▸ WORK TO COMPLETE
(a) Rewrite the paragraph that opens with "The present, the now, IS the key" in the text on living in the present as a shorter list, keeping its main points.
(b) From the text on living in the present, output the passage between "The present, the" and "Live longer.", inclusive, unchanged.

▸ EXCERPT TO READ
★ ★ ★ ★ ★ ★ ★
The present, the now, IS the key.  Many great Eastern spiritual teachers believe that the present moment is eternity…it’s “karma.”  Not the way we all often mistake the word or its meaning.Past and future exist nowhere else but in our mind and the only way to change our future is to ignore it and the dangers from our past.  What you may find here is that despite thinking about all of the things that happened to you and all the things you want to happen in your future that in the present you feel calm and peace.  Whether we’re past or future oriented we have a tendency to identify ourselves with either…often both.

Studies show that people who truly know how to enjoy the Present…

Have higher-functioning brains.

Lower heart rate and blood pressure.

Less susceptible to illness.

Live longer.
★ ★ ★ ★ ★ ★ ★
▸ ENTRIES SHOWN
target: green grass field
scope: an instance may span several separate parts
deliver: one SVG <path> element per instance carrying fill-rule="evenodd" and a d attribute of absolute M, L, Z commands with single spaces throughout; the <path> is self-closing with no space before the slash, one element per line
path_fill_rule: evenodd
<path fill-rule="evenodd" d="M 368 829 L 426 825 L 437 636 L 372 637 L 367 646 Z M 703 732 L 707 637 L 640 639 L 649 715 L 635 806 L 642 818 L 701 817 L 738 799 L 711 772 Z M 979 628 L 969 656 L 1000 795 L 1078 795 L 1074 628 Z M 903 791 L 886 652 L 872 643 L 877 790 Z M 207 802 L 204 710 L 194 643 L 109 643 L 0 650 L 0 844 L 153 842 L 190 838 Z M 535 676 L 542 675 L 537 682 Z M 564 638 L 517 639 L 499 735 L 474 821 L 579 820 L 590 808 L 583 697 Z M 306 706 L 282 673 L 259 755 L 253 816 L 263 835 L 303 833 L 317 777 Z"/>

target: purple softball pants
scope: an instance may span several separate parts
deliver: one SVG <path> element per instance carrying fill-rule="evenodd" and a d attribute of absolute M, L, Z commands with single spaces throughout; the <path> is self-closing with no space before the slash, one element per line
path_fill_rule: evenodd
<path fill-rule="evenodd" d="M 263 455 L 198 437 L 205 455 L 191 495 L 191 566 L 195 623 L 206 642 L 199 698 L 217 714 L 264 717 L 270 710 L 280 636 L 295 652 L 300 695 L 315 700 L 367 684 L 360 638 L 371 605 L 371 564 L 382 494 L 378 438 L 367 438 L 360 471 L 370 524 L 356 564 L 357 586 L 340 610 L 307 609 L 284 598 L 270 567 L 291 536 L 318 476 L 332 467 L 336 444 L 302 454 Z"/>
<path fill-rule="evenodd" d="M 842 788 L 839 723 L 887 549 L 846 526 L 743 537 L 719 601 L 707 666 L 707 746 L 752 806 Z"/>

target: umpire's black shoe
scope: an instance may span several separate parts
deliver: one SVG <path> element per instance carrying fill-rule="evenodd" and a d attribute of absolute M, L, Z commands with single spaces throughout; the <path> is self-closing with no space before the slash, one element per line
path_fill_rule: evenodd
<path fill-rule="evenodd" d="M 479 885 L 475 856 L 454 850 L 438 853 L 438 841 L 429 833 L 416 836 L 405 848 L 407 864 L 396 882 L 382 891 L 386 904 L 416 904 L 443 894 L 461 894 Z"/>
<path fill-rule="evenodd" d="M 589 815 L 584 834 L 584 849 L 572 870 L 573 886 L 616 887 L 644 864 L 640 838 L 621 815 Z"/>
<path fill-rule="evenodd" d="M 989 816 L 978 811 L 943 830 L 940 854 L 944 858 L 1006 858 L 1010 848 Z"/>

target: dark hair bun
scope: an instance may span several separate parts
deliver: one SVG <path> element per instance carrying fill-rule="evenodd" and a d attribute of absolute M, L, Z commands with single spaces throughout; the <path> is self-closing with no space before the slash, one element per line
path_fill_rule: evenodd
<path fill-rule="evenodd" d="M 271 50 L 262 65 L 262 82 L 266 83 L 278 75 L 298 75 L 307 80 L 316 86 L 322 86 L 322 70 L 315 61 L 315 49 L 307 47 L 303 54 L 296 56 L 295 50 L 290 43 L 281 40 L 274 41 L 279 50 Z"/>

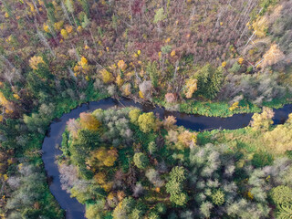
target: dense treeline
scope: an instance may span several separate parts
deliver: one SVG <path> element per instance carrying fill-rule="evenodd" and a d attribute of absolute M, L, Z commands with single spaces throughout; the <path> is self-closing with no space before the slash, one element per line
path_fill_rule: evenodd
<path fill-rule="evenodd" d="M 290 101 L 291 6 L 286 0 L 2 0 L 0 215 L 62 217 L 41 177 L 40 148 L 49 122 L 81 102 L 126 96 L 230 116 Z M 127 134 L 112 130 L 112 145 Z M 289 139 L 283 139 L 286 151 Z M 33 178 L 25 179 L 22 163 L 39 172 L 35 191 L 26 189 Z M 10 184 L 12 177 L 23 182 Z"/>
<path fill-rule="evenodd" d="M 262 124 L 270 120 L 266 112 L 255 115 L 252 127 L 244 130 L 257 133 L 258 118 Z M 266 128 L 273 132 L 290 127 L 291 119 Z M 212 135 L 204 143 L 210 132 L 191 132 L 175 122 L 173 117 L 162 121 L 137 109 L 81 113 L 63 134 L 63 189 L 86 203 L 89 219 L 291 216 L 292 162 L 271 156 L 278 145 L 269 149 L 266 162 L 230 147 L 235 139 L 216 143 L 220 137 Z M 292 149 L 290 142 L 281 154 Z M 254 148 L 265 154 L 260 150 Z"/>

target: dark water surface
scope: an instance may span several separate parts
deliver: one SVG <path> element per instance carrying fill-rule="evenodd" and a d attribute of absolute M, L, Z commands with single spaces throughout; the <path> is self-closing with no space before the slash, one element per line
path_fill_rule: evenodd
<path fill-rule="evenodd" d="M 144 106 L 135 103 L 133 100 L 122 99 L 118 101 L 113 99 L 106 99 L 99 101 L 82 104 L 80 107 L 72 110 L 69 113 L 53 121 L 47 131 L 47 136 L 43 142 L 42 159 L 45 163 L 45 169 L 48 177 L 52 177 L 53 181 L 49 185 L 49 189 L 62 209 L 66 210 L 67 219 L 81 219 L 84 218 L 85 206 L 79 203 L 76 198 L 71 198 L 70 194 L 61 189 L 61 182 L 57 165 L 56 163 L 56 156 L 61 154 L 61 151 L 56 148 L 56 145 L 61 145 L 62 133 L 66 128 L 66 122 L 69 119 L 77 119 L 79 114 L 84 111 L 92 111 L 97 109 L 109 109 L 112 107 L 137 107 L 145 112 L 152 111 L 163 119 L 166 116 L 172 115 L 176 117 L 177 125 L 183 126 L 193 130 L 226 129 L 236 130 L 248 125 L 253 113 L 236 114 L 228 118 L 205 117 L 199 115 L 188 115 L 181 112 L 168 111 L 163 108 L 153 108 L 151 106 Z M 292 104 L 285 105 L 282 109 L 274 110 L 275 124 L 284 123 L 288 114 L 292 112 Z"/>

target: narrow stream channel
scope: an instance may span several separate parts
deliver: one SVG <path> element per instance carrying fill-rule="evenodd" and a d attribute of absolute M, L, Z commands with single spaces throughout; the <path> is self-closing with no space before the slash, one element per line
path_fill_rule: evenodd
★ ★ ★ ★ ★ ★ ★
▸ COMPLETED EXERCISE
(a)
- The present moment is the key.
- Many great Eastern spiritual teachers see the present moment as eternity, or "karma," though not in the sense the word is often mistaken for.
- Past and future exist only in our mind.
- The only way to change our future is to ignore it and the dangers from our past.
- Even while thinking about what happened to you and what you want in the future, you may feel calm and peace in the present.
- Whether past- or future-oriented, we tend to identify with one of them, often both.

(b)
The present, the now, IS the key.  Many great Eastern spiritual teachers believe that the present moment is eternity…it’s “karma.”  Not the way we all often mistake the word or its meaning.Past and future exist nowhere else but in our mind and the only way to change our future is to ignore it and the dangers from our past.  What you may find here is that despite thinking about all of the things that happened to you and all the things you want to happen in your future that in the present you feel calm and peace.  Whether we’re past or future oriented we have a tendency to identify ourselves with either…often both.

Studies show that people who truly know how to enjoy the Present…

Have higher-functioning brains.

Lower heart rate and blood pressure.

Less susceptible to illness.

Live longer.